Document section:
:::::

MY definition of an NCS is one where the way-previously-aforementioned idiot in front of me not only doesn’t roll through the STOP sign – he/she sits at said STOP sign for an idiotically-over-extended period of time.

How long SHOULD you sit at a STOP sign? We turn again to one of the many online resources where people ask such questions (presumably NOT while they are actually in their vehicle, sitting at said STOP sign – more on that in a moment).

Q: Is there a time limit of how many seconds I have to stop at the stop sign?

A: No.

“The law states you have to come to a complete stop, it doesn’t specify how long you have to remain stopped for,” Washintgon State Patrol spokesman Dan McDonald said. “After stopping you may proceed as long as there’s no crossing traffic and/or you have the right-of-way.”

State-to-state, the laws vary. In Georgia:

Except when directed to proceed by a police officer, every driver of a vehicle approaching a stop sign shall stop at a clearly marked stop line or, if there is no stop line, before entering the crosswalk on the near side of the intersection or, if there is no crosswalk, at the point nearest the intersecting roadway where the driver has a view of approaching traffic on the intersecting roadway before entering it. After stopping, the driver shall yield the right of way to any vehicle in the intersection or approaching on another roadway so closely as to constitute an immediate hazard during the time when such driver is moving across or within the intersection or junction of roadways.

:::::

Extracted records
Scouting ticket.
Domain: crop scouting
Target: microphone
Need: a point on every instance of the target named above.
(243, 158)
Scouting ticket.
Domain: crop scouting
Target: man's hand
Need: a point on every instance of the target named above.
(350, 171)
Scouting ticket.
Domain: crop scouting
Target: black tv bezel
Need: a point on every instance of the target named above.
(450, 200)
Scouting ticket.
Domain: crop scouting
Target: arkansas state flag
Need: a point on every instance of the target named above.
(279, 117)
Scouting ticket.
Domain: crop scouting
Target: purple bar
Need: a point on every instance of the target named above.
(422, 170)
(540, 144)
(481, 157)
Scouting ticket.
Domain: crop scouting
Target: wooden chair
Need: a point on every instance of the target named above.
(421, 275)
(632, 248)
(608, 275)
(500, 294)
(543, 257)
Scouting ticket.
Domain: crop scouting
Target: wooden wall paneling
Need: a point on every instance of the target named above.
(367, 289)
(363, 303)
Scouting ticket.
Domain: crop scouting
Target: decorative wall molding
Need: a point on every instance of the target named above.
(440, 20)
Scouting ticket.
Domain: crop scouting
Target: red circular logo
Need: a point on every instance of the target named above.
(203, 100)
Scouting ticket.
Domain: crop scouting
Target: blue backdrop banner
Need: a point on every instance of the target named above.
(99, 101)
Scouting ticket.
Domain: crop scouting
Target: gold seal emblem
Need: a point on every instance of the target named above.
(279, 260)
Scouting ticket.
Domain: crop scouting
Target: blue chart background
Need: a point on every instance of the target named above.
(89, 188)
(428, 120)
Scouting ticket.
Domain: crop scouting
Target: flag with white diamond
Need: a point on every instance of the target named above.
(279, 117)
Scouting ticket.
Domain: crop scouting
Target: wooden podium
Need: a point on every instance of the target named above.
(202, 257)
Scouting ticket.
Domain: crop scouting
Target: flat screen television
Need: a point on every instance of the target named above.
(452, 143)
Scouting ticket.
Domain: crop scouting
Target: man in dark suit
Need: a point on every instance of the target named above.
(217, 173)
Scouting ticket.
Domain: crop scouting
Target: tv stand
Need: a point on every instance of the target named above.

:::::

Exercise details: Reproduce the stretch of the stop-sign passage from "MY definition of" through "in a moment).", substituting "websites" for "online resources".

Answer below:
MY definition of an NCS is one where the way-previously-aforementioned idiot in front of me not only doesn’t roll through the STOP sign – he/she sits at said STOP sign for an idiotically-over-extended period of time.

How long SHOULD you sit at a STOP sign? We turn again to one of the many websites where people ask such questions (presumably NOT while they are actually in their vehicle, sitting at said STOP sign – more on that in a moment).